**Written problem 1**
In the records, update everything from the line containing "Where can the shadow" down to the line containing "<point>350,244</point>", swapping "fire engine cab" for "fire truck cab" and keeping every other part the same.

[Start Article]

You can’t always take Patrick Wolf at his word. Two years ago, he wailed on the title track to his darkest, noisiest album to date, “I’m not going to marry in the fall/I’m not going to marry in the spring/I will never marry, marry at all.” But as a matter of fact, he’s been sporting an engagement ring since New Year’s, and his latest album, Lupercalia, exists mostly to tell you how goddamned giddy he is about that fact. Moreover, Wolf initially promised that he’d follow The Bachelor with a more optimistic record called The Conqueror, but the singer tweeted last August that he’d scrapped the concept altogether, having “grown up alot [sic] from all that battle aggression.” All of this was, to put it mildly, out of character. Usually, when a British electro-pop artist goes through a blue period, he or she cuts a record influenced by the Cure and moves on; for Wolf, pouting is just par for the course and a “dark” record means a Wagnerian wallow in the type of anxious, unappeasable id that would give Hieronymus Bosch the willies. Hard as it may be to imagine the singer sinking in to a life of domestic bliss, Lupercalia testifies to Wolf’s affection for his partner with startling sincerity, and as pop portraits of young men in love go, this one is nearly definitive.

[End Article]

**Written problem 2**
According to the album review, what record had Wolf originally promised would follow The Bachelor?

[Start Excerpted records]

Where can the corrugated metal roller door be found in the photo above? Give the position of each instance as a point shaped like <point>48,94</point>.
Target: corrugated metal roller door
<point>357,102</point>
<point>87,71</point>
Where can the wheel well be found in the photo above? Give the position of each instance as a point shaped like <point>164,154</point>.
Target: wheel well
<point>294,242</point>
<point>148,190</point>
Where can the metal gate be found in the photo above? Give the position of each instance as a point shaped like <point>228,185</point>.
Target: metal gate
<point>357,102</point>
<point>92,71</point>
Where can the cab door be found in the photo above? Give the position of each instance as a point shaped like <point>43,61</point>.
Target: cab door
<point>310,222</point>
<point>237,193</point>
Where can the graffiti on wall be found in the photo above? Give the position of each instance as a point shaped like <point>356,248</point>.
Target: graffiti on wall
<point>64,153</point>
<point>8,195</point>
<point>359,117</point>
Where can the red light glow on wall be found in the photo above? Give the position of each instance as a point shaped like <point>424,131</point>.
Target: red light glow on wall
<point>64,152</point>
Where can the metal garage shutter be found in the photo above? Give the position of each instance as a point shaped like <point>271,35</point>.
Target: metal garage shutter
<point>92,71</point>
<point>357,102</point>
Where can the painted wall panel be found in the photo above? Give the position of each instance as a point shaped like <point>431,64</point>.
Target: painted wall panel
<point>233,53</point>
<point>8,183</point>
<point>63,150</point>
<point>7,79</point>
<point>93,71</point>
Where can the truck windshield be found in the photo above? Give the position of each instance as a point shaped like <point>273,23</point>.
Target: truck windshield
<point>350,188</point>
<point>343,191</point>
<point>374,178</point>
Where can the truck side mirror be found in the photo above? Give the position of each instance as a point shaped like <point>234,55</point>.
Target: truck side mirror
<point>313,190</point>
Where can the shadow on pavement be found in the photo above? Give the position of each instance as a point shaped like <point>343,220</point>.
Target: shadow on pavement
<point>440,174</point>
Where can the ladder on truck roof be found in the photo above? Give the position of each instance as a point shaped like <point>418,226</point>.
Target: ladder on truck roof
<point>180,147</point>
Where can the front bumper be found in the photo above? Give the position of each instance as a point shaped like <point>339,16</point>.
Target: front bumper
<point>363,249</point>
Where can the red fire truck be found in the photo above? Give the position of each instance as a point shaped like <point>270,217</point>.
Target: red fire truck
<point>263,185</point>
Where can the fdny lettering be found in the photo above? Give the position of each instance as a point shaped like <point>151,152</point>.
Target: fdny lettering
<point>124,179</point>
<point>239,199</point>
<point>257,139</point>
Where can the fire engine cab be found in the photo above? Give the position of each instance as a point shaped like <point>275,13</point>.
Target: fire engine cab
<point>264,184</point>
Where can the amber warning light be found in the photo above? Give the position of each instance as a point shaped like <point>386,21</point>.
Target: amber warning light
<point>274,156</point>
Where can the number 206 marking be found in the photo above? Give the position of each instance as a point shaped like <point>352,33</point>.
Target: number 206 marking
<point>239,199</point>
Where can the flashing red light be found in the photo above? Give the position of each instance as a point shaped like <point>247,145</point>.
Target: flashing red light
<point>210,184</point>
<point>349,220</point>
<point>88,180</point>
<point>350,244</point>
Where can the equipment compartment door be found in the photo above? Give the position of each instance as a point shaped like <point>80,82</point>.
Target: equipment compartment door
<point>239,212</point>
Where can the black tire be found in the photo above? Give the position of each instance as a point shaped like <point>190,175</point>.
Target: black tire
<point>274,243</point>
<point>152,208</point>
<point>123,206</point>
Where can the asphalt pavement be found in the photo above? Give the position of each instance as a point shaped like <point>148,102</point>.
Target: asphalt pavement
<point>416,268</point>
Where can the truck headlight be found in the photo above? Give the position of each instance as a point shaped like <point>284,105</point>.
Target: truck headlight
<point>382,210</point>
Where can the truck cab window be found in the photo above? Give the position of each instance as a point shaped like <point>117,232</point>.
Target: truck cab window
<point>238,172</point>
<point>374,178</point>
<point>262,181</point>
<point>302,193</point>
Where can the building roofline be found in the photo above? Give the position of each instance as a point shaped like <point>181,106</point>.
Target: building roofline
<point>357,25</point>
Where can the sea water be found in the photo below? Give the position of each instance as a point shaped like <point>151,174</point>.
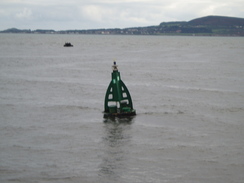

[End Excerpted records]

**Exercise response 1**
Where can the shadow on pavement be found in the photo above? Give the position of each instance as a point shaped like <point>343,220</point>.
Target: shadow on pavement
<point>440,174</point>
Where can the ladder on truck roof be found in the photo above? Give the position of each instance as a point shaped like <point>418,226</point>.
Target: ladder on truck roof
<point>180,147</point>
Where can the front bumper be found in the photo above? Give the position of each instance as a point shaped like <point>339,16</point>.
Target: front bumper
<point>363,249</point>
Where can the red fire truck be found in the photo above? Give the position of each instance as a point shaped like <point>270,217</point>.
Target: red fire truck
<point>263,185</point>
Where can the fdny lettering be found in the photo above? Give the position of each instance as a point shaped like <point>151,152</point>.
Target: fdny lettering
<point>124,179</point>
<point>239,199</point>
<point>257,139</point>
Where can the fire truck cab be found in the photo above? Give the position of each instance as a point shaped like <point>275,13</point>.
Target: fire truck cab
<point>264,184</point>
Where can the amber warning light be found in the photo above? Give the position of each instance as a point shaped like <point>386,21</point>.
Target: amber warning light
<point>274,156</point>
Where can the number 206 marking be found in the photo above? Give the position of each instance as a point shaped like <point>352,33</point>.
Target: number 206 marking
<point>239,199</point>
Where can the flashing red light be found in the photo above? Give the position of each instance as a point shaped like <point>247,145</point>.
Target: flashing red light
<point>210,184</point>
<point>349,220</point>
<point>88,180</point>
<point>350,244</point>

**Exercise response 2**
A more optimistic record called The Conqueror.